◆ Records for this exercise:
^^^^^^^^

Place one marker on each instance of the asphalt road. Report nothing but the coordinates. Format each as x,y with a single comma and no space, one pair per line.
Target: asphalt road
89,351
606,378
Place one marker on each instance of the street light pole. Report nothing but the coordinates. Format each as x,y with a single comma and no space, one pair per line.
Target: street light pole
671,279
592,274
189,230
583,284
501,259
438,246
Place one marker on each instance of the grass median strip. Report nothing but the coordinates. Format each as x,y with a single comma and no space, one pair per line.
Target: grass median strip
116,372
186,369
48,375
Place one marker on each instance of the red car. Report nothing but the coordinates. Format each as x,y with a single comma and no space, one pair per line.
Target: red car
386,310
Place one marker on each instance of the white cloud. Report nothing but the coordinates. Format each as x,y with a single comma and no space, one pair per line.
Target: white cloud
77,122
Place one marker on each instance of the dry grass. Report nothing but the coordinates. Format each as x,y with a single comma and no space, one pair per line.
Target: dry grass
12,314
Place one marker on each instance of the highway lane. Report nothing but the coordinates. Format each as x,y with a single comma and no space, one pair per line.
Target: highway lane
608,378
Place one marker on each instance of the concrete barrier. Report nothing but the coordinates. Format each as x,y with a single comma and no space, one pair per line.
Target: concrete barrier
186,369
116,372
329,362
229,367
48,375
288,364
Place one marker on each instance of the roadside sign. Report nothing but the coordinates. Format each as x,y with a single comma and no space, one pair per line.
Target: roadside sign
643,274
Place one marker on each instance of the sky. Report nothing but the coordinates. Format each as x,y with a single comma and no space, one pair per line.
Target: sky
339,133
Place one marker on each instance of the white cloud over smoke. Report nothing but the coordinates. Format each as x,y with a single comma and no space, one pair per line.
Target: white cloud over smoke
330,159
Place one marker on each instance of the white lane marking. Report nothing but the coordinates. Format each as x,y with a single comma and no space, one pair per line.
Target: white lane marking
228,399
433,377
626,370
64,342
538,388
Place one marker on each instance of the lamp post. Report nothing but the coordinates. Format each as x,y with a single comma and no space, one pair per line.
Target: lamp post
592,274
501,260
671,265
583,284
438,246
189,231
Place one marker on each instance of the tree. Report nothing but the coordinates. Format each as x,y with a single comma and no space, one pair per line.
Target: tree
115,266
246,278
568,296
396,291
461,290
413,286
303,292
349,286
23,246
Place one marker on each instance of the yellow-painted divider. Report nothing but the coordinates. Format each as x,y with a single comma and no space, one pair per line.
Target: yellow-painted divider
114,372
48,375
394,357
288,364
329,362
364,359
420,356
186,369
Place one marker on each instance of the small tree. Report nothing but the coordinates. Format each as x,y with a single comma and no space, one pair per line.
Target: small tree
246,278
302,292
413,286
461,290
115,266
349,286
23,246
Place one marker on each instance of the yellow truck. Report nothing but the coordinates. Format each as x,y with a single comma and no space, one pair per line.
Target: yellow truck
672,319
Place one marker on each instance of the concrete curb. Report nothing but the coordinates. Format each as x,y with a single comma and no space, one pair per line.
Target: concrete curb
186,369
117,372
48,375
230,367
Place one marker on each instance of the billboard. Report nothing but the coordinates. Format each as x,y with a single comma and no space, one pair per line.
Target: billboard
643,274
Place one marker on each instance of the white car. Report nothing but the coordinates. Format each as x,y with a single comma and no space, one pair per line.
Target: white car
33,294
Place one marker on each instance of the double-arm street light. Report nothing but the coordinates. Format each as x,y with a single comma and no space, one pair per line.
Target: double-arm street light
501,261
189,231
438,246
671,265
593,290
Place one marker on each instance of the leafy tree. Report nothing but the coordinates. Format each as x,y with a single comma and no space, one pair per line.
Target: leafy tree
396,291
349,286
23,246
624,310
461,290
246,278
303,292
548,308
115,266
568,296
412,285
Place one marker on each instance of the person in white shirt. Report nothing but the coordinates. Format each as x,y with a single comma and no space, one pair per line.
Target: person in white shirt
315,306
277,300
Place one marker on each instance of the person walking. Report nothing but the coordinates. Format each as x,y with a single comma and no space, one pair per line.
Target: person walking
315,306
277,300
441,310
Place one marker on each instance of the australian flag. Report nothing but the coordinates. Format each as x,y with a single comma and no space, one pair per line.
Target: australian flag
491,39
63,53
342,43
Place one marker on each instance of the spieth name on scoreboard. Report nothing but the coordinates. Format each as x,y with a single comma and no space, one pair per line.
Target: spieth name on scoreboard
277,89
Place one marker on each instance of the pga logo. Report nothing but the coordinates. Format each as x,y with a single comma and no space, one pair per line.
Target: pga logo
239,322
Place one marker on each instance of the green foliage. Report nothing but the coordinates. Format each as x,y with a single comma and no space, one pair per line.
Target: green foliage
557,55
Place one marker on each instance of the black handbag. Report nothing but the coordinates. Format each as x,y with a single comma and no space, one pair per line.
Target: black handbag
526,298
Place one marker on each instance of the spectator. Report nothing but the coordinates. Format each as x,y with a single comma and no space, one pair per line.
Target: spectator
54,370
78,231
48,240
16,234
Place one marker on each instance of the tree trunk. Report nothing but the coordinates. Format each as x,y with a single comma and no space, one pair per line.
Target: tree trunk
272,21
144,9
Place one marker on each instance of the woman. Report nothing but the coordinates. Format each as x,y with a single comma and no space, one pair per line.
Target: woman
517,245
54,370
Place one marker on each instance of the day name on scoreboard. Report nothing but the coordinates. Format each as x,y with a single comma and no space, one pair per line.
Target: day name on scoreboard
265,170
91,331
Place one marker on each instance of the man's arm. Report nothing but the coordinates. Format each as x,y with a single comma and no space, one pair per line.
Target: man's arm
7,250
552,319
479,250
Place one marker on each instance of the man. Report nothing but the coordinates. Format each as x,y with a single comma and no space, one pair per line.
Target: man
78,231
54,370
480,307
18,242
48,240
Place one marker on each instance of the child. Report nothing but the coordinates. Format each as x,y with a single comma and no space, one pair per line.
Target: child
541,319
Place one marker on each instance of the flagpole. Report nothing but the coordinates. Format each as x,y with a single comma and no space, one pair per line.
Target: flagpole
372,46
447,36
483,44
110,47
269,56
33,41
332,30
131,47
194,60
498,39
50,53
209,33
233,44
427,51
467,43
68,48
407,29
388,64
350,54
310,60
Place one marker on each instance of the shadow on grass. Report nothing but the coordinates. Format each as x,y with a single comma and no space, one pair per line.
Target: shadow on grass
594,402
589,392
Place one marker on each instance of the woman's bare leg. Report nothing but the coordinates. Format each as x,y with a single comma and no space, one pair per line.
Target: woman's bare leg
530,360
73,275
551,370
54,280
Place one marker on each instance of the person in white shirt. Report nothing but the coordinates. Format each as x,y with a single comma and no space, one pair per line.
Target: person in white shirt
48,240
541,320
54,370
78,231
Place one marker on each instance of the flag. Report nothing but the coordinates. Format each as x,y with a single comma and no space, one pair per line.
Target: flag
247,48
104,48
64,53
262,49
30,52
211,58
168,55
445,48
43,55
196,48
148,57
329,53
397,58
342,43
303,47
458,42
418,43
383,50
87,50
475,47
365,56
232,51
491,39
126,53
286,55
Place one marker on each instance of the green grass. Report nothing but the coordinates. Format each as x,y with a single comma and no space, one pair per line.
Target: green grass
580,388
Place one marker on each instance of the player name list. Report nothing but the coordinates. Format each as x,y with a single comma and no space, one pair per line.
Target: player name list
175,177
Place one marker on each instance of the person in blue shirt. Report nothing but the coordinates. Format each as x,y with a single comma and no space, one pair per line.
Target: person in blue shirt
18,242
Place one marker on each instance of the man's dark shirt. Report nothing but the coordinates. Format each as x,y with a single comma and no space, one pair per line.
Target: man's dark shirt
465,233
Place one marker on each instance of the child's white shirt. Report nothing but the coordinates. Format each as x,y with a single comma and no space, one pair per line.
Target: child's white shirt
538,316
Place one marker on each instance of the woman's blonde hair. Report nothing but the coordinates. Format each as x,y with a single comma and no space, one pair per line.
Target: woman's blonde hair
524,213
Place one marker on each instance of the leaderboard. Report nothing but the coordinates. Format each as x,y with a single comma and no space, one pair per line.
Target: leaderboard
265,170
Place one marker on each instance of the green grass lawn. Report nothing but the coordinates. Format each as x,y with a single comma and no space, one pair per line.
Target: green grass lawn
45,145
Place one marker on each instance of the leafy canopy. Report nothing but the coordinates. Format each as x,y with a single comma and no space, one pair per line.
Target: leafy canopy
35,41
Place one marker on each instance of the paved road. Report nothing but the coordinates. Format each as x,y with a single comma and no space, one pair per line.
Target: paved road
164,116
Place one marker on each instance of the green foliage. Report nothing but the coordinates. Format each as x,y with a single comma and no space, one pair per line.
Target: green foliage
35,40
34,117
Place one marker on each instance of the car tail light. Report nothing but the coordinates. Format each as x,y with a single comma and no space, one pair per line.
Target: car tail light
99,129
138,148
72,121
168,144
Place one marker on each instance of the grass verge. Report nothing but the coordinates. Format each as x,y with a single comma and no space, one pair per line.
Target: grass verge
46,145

^^^^^^^^

Your task is to restate, word for word, the lines from the beginning of the records to the line with "Place one marker on each instance of the dry", inclusive.

◆ Answer:
Place one marker on each instance of the asphalt road. Report nothing but the coordinates. Format each as x,y with a single comma and no space, one pair per line.
Target: asphalt road
89,351
606,378
Place one marker on each instance of the street light pole. Report nothing but the coordinates. Format each as x,y with a single comma and no space, one pair per line.
Target: street light pole
671,279
592,274
189,230
583,284
501,259
438,246
Place one marker on each instance of the grass median strip. Report nothing but the coordinates. Format each as x,y with a single comma and no space, one pair per line.
Target: grass median strip
116,372
186,369
48,375
Place one marker on each instance of the red car. Report nothing but the coordinates. Format each as x,y with a single comma and no space, one pair per line.
Target: red car
386,310
Place one marker on each instance of the white cloud. Report nothing but the coordinates. Format each as x,y with a single comma and no space, one pair per line.
Target: white cloud
77,122
Place one marker on each instance of the dry grass. Report nothing but the coordinates. Format each as x,y with a single comma and no space, one pair per line.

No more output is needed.